# START OF ITEMS

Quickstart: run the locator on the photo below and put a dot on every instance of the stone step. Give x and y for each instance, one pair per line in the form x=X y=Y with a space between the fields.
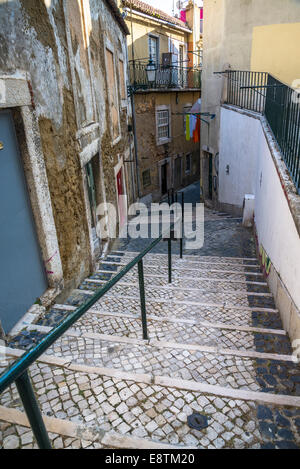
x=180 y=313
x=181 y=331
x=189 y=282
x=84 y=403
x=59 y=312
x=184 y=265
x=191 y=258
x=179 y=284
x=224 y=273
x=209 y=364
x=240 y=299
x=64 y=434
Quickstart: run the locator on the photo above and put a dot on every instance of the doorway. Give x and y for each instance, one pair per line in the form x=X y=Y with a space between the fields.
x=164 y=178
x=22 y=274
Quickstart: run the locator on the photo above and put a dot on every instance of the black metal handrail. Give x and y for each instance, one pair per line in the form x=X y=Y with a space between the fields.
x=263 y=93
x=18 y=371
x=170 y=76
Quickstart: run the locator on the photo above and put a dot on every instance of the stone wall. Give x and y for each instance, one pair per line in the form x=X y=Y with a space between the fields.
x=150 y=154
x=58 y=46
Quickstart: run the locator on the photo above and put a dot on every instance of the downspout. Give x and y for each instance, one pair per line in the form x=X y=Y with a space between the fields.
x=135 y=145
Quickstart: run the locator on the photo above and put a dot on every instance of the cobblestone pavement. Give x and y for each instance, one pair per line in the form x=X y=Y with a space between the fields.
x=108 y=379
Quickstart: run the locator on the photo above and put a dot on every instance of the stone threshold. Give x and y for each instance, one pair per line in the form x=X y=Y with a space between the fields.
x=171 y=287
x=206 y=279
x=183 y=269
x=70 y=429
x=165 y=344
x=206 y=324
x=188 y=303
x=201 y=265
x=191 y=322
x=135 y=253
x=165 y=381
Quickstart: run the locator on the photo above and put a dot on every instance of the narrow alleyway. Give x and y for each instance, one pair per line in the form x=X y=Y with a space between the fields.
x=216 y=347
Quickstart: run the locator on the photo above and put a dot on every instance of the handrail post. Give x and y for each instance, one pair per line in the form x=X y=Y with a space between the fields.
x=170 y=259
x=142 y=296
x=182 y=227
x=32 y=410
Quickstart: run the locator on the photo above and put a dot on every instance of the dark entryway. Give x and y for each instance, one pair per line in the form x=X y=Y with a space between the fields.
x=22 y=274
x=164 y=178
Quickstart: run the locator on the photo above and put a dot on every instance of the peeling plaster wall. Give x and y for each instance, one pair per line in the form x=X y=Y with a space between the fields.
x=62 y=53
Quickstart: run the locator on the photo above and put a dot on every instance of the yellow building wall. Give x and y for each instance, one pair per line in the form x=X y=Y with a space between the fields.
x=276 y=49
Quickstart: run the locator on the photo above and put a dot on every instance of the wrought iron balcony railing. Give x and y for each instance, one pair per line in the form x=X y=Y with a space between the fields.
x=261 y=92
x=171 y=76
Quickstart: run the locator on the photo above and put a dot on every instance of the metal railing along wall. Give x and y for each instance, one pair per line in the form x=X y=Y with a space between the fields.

# END OF ITEMS
# START OF ITEMS

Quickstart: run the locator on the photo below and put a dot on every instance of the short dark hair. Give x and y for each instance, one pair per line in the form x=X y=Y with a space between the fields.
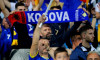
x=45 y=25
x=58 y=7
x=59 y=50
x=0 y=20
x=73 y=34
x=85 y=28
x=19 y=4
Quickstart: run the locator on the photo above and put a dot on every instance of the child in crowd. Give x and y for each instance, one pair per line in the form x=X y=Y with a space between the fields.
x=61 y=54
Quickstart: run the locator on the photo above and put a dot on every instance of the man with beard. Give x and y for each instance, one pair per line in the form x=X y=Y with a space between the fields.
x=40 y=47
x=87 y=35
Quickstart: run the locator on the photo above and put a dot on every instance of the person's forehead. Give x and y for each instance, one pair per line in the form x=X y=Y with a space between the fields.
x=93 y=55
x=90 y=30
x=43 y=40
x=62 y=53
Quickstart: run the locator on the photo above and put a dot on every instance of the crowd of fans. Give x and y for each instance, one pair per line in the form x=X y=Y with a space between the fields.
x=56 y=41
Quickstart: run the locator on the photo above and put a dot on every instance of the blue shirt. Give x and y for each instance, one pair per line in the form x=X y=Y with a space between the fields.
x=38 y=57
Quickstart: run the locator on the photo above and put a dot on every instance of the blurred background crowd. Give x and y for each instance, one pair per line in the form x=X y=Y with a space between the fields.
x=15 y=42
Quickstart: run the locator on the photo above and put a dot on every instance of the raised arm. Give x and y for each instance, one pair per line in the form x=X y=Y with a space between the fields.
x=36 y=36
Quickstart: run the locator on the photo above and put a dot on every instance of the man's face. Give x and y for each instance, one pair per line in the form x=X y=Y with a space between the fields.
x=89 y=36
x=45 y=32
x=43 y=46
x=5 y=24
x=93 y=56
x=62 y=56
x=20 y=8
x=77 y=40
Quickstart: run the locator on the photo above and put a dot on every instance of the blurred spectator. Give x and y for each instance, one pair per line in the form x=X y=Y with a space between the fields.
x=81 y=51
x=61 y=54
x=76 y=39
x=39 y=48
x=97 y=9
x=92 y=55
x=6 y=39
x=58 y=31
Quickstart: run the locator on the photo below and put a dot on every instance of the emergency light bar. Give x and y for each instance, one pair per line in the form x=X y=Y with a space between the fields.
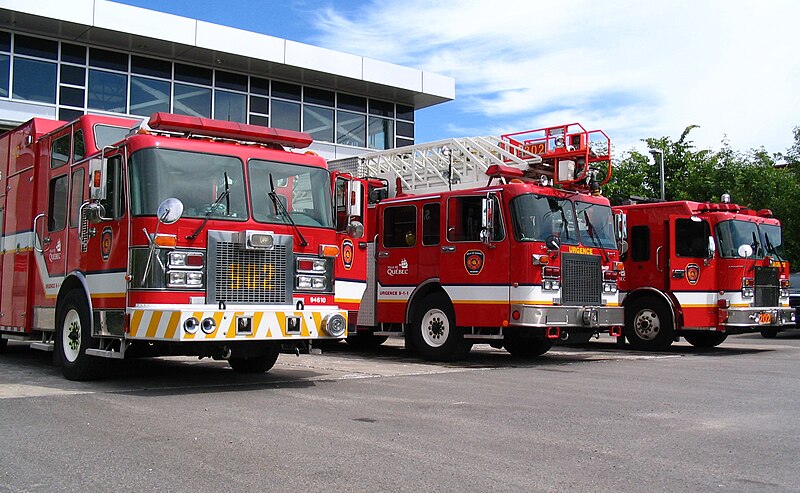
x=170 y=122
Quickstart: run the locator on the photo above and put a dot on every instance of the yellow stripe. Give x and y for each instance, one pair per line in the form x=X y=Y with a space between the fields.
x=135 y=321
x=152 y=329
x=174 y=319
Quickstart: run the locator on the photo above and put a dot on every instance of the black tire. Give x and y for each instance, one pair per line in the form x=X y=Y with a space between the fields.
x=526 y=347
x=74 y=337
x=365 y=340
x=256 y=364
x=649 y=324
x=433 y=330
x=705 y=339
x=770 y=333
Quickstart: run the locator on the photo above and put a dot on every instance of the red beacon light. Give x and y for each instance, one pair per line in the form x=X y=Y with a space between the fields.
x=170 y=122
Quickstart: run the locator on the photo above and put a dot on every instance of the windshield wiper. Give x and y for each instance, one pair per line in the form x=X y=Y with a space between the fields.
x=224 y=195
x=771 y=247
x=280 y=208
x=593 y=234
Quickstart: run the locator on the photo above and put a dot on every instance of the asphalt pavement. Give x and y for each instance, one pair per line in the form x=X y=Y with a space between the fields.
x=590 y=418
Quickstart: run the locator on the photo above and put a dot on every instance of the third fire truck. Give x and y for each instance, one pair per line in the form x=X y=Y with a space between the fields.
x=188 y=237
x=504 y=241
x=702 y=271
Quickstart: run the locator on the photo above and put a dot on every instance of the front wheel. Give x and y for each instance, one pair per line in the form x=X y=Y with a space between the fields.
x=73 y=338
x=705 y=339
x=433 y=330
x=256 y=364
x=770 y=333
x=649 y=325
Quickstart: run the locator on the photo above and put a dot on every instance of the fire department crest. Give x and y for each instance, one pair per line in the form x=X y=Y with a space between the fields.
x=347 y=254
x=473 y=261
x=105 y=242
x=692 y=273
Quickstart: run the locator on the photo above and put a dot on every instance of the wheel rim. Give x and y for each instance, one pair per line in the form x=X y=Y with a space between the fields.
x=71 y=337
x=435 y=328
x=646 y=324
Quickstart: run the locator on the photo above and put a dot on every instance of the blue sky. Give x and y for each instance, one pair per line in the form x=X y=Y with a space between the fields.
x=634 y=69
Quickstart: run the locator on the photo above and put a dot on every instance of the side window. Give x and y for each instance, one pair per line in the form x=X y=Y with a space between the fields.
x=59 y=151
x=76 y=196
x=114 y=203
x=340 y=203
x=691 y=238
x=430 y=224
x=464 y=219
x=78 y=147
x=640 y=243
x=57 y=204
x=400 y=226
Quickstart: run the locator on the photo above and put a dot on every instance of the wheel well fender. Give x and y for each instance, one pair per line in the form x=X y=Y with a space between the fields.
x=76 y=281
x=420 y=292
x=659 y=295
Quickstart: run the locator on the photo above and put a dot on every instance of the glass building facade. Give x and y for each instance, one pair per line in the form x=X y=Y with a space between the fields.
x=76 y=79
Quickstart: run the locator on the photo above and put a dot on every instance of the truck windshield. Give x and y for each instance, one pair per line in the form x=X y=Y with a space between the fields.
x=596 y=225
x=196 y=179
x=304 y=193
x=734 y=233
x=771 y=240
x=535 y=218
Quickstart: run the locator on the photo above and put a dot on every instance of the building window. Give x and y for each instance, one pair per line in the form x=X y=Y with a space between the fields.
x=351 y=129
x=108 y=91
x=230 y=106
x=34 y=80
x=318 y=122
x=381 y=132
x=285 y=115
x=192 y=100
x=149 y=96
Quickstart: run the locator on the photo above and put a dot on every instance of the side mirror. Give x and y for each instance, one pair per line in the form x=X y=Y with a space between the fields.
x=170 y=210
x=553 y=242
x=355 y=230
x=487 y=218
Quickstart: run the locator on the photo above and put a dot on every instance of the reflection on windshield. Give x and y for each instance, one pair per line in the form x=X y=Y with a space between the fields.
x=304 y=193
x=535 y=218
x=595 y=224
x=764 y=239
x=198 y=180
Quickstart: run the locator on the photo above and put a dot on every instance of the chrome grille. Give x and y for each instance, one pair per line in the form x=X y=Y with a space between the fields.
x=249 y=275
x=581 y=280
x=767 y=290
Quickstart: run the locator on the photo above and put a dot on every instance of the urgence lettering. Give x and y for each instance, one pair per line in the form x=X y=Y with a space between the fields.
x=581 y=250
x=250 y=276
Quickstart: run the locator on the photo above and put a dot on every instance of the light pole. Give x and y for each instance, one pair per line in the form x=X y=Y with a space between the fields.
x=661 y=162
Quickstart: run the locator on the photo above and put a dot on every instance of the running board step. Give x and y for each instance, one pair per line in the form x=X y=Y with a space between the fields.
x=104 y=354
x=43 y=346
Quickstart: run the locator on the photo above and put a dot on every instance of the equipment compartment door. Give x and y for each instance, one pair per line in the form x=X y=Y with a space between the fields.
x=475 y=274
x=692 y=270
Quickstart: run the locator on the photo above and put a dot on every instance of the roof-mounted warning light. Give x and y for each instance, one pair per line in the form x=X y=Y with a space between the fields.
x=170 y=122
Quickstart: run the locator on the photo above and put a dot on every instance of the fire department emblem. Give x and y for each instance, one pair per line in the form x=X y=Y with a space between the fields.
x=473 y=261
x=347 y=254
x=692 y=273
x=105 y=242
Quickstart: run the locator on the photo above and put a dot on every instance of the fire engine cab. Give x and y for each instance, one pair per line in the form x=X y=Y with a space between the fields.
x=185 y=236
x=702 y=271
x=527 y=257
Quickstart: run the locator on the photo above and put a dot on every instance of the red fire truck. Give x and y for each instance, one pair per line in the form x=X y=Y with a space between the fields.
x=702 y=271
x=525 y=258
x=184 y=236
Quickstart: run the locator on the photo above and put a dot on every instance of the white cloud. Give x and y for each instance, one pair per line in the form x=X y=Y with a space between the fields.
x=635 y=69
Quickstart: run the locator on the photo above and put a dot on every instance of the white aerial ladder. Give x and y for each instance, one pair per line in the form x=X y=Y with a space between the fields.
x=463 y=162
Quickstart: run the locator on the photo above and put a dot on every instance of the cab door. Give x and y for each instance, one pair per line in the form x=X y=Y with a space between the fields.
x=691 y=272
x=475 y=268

# END OF ITEMS
# START OF ITEMS

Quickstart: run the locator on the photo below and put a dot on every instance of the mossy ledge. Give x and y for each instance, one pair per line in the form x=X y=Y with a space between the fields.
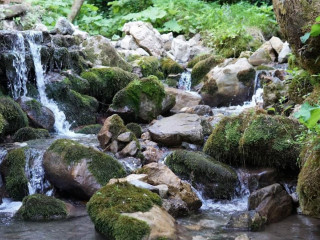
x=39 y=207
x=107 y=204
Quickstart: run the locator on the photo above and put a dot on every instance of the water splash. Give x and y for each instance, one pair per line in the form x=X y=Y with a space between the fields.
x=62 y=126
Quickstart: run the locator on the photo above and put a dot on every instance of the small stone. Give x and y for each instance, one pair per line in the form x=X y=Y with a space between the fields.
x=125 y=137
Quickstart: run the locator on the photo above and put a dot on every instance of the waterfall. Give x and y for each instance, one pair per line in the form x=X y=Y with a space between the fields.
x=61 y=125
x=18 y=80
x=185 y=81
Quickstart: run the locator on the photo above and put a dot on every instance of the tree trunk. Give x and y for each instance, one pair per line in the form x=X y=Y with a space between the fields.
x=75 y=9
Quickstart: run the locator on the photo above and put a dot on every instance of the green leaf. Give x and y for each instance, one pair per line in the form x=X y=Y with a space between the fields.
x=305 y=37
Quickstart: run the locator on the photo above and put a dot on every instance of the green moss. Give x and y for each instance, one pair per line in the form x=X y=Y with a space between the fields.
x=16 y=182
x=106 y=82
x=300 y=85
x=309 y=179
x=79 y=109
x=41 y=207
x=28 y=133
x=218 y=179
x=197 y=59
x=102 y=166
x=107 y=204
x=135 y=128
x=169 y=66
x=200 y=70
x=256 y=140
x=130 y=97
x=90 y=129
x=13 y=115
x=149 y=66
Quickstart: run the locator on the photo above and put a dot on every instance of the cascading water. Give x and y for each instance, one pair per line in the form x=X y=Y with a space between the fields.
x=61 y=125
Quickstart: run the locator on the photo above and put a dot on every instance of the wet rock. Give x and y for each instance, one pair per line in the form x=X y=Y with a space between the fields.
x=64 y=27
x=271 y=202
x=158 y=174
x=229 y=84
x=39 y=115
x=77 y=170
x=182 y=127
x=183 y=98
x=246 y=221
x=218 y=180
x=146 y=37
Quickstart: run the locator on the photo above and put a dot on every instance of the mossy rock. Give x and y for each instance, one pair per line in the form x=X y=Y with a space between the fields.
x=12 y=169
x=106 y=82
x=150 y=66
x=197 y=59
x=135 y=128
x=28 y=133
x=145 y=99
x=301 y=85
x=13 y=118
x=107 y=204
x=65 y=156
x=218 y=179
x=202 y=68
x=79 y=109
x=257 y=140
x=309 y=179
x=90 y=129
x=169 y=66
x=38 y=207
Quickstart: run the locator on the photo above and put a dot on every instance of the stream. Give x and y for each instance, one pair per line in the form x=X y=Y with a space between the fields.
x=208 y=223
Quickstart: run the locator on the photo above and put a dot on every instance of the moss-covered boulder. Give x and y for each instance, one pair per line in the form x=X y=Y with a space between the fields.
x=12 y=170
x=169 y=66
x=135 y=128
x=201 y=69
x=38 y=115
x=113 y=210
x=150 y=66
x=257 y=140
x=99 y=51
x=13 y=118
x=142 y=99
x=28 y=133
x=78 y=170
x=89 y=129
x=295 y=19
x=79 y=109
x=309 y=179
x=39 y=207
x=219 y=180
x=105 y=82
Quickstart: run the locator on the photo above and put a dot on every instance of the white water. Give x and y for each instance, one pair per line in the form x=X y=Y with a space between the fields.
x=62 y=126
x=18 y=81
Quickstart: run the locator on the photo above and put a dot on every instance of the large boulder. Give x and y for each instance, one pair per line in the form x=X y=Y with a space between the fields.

# END OF ITEMS

- [WORK REQUIRED] Turn the stretch of rows from the line containing "of the reflection" through the line containing "x=692 y=270" into a numbered list, one line per item, and skip any blank lines.

- [TASK RESPONSE]
1. Quickstart: run the locator on the photo above and put a dot on every instance of the reflection on windshield. Give x and y for each instance, one pair per line in the form x=X y=Y with a space between the fields.
2. x=304 y=193
3. x=535 y=218
4. x=595 y=224
5. x=764 y=239
6. x=198 y=180
7. Quickstart: run the locator on the photo above and put a dot on every instance of the chrome grille. Give x and y for each instance, one pair per line in the form x=X y=Y with a space between the fields.
8. x=249 y=275
9. x=581 y=280
10. x=767 y=290
11. Quickstart: run the locator on the photo above and put a dot on every instance of the urgence lettering. Give x and y for each instance, one pair per line in the form x=X y=Y with a space between the fields.
12. x=581 y=250
13. x=250 y=276
14. Quickstart: run the locator on the photo above and put a dot on every instance of the light pole. Give x and y for each instance, one pair per line in the form x=X y=Y with a space between the fields.
15. x=661 y=162
16. Quickstart: run the locator on the photo above and put a dot on every instance of the running board step. Give x and y for each instance, one pair per line in the form x=X y=Y with a space between the fields.
17. x=104 y=354
18. x=43 y=346
19. Quickstart: run the locator on the photo above and put a dot on every instance of the equipment compartment door. Give x and y for each instance, one pair per line in the form x=X y=Y with a space between the fields.
20. x=475 y=274
21. x=692 y=270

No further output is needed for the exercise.